# [YOUR GOAL]
Condense the paragraph in the passage on baby boabs that begins "The long brown tubers resemble" into a bulleted list, keeping its main facts.

# [PASSAGE PROVIDED]
▬▬▬▬▬▬
Baby Boabs: Adansonia gregorii
I am told that I get excited about strange things. There were raised eyebrows at work recently when I opened a package of small brown tubers and a baggie of green leaves and began to squeal about not being able to wait until I could get them home and into the kitchen.
The strange but legal items heralded from the Kimberley region in the north of Western Australia and were the tubers and leaves of baby boab trees. Grown from seed, they are harvested from March to October after a growing season of 10 to 16 weeks.
The swollen trunk of the boab tree has been used as a water source in its harsh desert environment and as bush medicine and a source of fibre and shelter as well as a bush medicine. It is only in a very small area around Kununurra that the boab was used as a food resource by local Aboriginals.
In 1999 the Department of Agriculture began research into the possibilities of boab becoming a viable food crop. By 2001 the first tubers were offered for sale at the Kununurra markets by Peter Fox and Denise Hales.
The long brown tubers resemble skinny white sweet potatoes and need their fibrous outer layer peeling before eating. Eaten raw, the crisp, crunchy texture is a lot like water chestnut. When cooked its taste reminds me of cooked baby turnip. Nutritionally boab roots are high in iron and potassium and have a high level of protein compared to other vegetables. The fleshy five-fingered leaves are high in Vitamins A and C and have a sweet nutty taste similar to fresh raw peas. Growing in a desert where lettuce shipped from the city can sell for $10 and more, they are a welcome addition to salads.
I found baby boab well suited to Asian style foods ginger, soy, sesame, black cumin, fresh coriander and chilli which its cool crunchiness contrasts and enhances. Try in stir fries, with Gado Gado or in salads.
Denise Hales and other Kimberley chefs have experimented with baby boab and produced recipes that range from Laksa to Orange Cake. Boabs in the Kimberley now also sell a range of relish, chutney, pickles, jams and marmalade that combine baby boab rosella, mangoes, chillies and other local produce as well as supplying trees.
Baby boabs are available by mail and should be available in selected Perth stores soon. If you cannot access any, try substituting water chestnuts in salad recipes or baby turnip or white radish in recipes that require cooking.
This bush tucker is sure to grow in popularity – I hope it gets you excited too!
▬▬▬▬▬▬
# [SOURCE MATERIAL]

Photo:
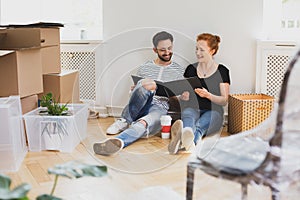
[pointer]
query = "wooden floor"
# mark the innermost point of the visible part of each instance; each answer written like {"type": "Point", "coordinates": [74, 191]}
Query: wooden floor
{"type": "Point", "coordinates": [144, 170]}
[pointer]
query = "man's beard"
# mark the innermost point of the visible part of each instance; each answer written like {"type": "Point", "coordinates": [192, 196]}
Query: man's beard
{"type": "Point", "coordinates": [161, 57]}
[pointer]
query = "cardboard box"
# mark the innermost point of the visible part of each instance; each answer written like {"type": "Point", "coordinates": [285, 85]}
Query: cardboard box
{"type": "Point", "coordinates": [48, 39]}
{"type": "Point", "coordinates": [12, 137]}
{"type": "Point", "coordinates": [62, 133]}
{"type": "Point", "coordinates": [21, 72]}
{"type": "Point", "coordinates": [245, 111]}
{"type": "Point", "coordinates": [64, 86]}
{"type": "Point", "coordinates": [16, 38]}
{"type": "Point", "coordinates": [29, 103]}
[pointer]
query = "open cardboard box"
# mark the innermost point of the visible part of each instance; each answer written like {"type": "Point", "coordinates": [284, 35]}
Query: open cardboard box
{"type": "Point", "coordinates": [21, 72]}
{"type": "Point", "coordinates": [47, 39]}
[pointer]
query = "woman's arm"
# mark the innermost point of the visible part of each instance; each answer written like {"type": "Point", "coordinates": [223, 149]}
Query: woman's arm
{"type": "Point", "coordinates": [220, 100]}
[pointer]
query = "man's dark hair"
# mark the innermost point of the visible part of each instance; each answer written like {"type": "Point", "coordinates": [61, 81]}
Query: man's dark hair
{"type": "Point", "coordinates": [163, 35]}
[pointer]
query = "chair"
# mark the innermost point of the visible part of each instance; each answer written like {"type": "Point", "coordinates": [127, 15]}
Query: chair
▬▬▬▬▬▬
# [RESULT OF THE EXERCISE]
- The long brown tubers look like skinny white sweet potatoes and must have their fibrous outer layer peeled before eating.
- Raw, they are crisp and crunchy, much like water chestnut; cooked, they taste like cooked baby turnip.
- The roots are high in iron and potassium and have a high level of protein compared to other vegetables.
- The fleshy five-fingered leaves are high in Vitamins A and C and have a sweet nutty taste similar to fresh raw peas.
- In the desert, where lettuce shipped from the city can sell for $10 or more, the leaves are a welcome addition to salads.